--- Directions for this task ---
Quote each line exactly, from the line that contains "Could you please identify the woman" down to the last line of the listing, and no other lines.

────────────────────

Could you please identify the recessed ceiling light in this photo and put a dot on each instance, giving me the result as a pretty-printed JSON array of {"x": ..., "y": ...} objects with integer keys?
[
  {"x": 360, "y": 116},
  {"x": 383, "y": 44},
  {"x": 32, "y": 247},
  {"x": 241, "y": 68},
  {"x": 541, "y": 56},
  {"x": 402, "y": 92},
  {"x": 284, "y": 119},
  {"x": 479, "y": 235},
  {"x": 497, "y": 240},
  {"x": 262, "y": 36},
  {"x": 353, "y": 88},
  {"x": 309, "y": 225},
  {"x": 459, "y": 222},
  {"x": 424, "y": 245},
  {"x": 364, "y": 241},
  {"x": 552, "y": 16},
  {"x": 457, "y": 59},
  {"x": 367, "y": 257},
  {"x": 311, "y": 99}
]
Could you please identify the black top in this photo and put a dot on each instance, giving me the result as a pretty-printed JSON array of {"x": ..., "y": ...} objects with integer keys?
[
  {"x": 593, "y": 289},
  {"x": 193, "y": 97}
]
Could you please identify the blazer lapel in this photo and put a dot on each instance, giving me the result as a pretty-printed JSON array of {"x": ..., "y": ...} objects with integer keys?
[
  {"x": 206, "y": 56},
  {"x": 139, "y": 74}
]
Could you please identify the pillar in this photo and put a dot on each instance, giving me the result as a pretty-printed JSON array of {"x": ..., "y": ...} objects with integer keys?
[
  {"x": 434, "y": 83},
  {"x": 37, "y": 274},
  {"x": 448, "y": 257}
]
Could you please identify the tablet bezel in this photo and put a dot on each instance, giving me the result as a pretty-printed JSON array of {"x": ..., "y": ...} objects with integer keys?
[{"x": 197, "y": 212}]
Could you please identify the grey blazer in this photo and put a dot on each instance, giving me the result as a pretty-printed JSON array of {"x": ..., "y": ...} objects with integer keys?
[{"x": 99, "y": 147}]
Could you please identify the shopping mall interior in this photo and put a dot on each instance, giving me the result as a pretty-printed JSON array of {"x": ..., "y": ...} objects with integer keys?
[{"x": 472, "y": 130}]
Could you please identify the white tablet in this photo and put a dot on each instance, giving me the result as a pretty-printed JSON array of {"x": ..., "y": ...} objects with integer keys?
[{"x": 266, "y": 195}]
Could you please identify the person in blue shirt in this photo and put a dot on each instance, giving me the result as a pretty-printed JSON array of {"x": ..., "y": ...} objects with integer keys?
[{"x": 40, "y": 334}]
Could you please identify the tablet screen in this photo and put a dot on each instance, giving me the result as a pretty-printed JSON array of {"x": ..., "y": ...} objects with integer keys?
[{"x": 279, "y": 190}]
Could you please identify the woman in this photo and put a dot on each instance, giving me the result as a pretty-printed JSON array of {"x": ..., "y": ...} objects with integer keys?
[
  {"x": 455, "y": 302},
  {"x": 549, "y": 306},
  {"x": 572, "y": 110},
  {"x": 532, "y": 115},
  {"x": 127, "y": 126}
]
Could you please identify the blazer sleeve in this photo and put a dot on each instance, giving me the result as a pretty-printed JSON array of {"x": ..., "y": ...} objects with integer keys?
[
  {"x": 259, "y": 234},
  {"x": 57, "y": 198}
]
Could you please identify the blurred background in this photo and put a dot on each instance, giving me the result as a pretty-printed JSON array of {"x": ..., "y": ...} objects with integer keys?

────────────────────

--- Solution to this problem ---
Could you please identify the woman in this photo and put a dot on each instance, giving me the result as a pretty-printed JSON array of {"x": ..., "y": ...} objects with integer keys?
[
  {"x": 455, "y": 302},
  {"x": 549, "y": 306},
  {"x": 572, "y": 110},
  {"x": 532, "y": 115},
  {"x": 127, "y": 126}
]
Could you please identify the blazer sleeve in this photo and put a dot on each instance, giving me the result as a pretty-printed JSON array of {"x": ..., "y": ...} objects with integer keys?
[
  {"x": 259, "y": 234},
  {"x": 57, "y": 198}
]
Could you please identify the blurred background in this photo and put a dot on each instance, giving me the result as a pretty-printed JSON array of {"x": ..., "y": ...} objects with integer keys?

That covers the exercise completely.